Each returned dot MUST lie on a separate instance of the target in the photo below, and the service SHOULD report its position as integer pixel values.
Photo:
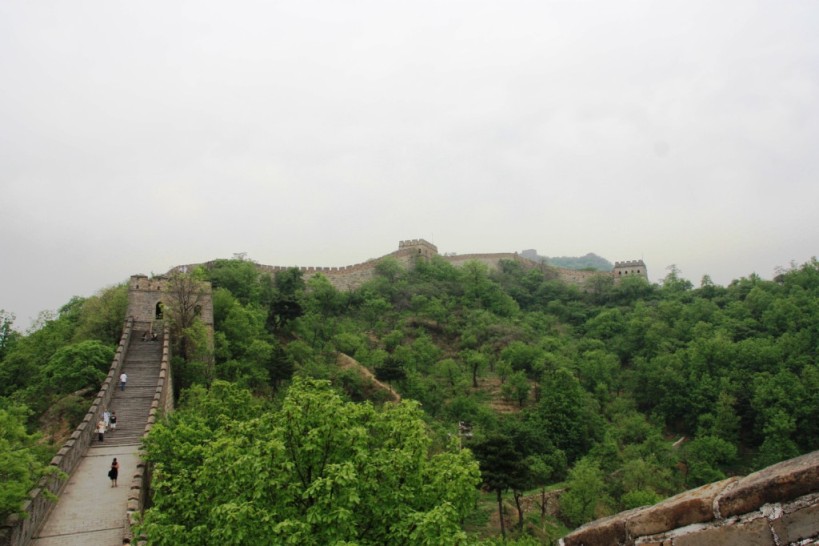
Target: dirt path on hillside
(348, 362)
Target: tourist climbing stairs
(132, 405)
(91, 507)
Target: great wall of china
(353, 276)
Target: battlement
(427, 248)
(629, 268)
(350, 277)
(630, 263)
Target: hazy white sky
(136, 136)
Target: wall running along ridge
(19, 530)
(351, 277)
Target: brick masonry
(776, 506)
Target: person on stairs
(113, 473)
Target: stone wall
(777, 506)
(18, 531)
(162, 404)
(144, 294)
(351, 277)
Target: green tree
(585, 497)
(317, 471)
(21, 460)
(502, 468)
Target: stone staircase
(132, 405)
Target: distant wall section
(351, 277)
(149, 297)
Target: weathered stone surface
(799, 520)
(781, 482)
(755, 532)
(610, 531)
(694, 506)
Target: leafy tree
(285, 305)
(705, 456)
(103, 315)
(187, 294)
(78, 366)
(517, 388)
(317, 471)
(240, 277)
(502, 467)
(585, 497)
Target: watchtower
(149, 297)
(629, 269)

▸ Set task: Rewrite all the entries above with "watchtower" changed to "guard tower" and everything else left as it is. Leave out the pictures.

▸ Solution:
Each returned dot MUST lie on a separate instance of the target in the photo below, and the service SHOULD report its position as integer pixel values.
Photo:
Target: dirt path on hillside
(348, 362)
Target: tourist climbing stairs
(132, 405)
(91, 507)
Target: great wall of china
(353, 276)
Target: battlement
(427, 248)
(629, 268)
(350, 277)
(630, 263)
Target: hazy white sky
(136, 136)
Target: wall running along ridge
(19, 530)
(351, 277)
Target: brick masonry
(776, 506)
Target: person on stairs
(113, 473)
Target: stone wall
(777, 506)
(18, 531)
(162, 404)
(144, 294)
(351, 277)
Target: green tree
(585, 497)
(317, 471)
(21, 460)
(502, 468)
Target: stone staircase
(132, 405)
Target: distant wall section
(351, 277)
(149, 297)
Target: weathered stone surface
(799, 520)
(781, 482)
(755, 532)
(610, 531)
(694, 506)
Target: leafy tree
(285, 305)
(705, 456)
(103, 315)
(187, 294)
(78, 366)
(517, 388)
(317, 471)
(240, 277)
(502, 467)
(585, 497)
Target: guard tower
(149, 297)
(629, 269)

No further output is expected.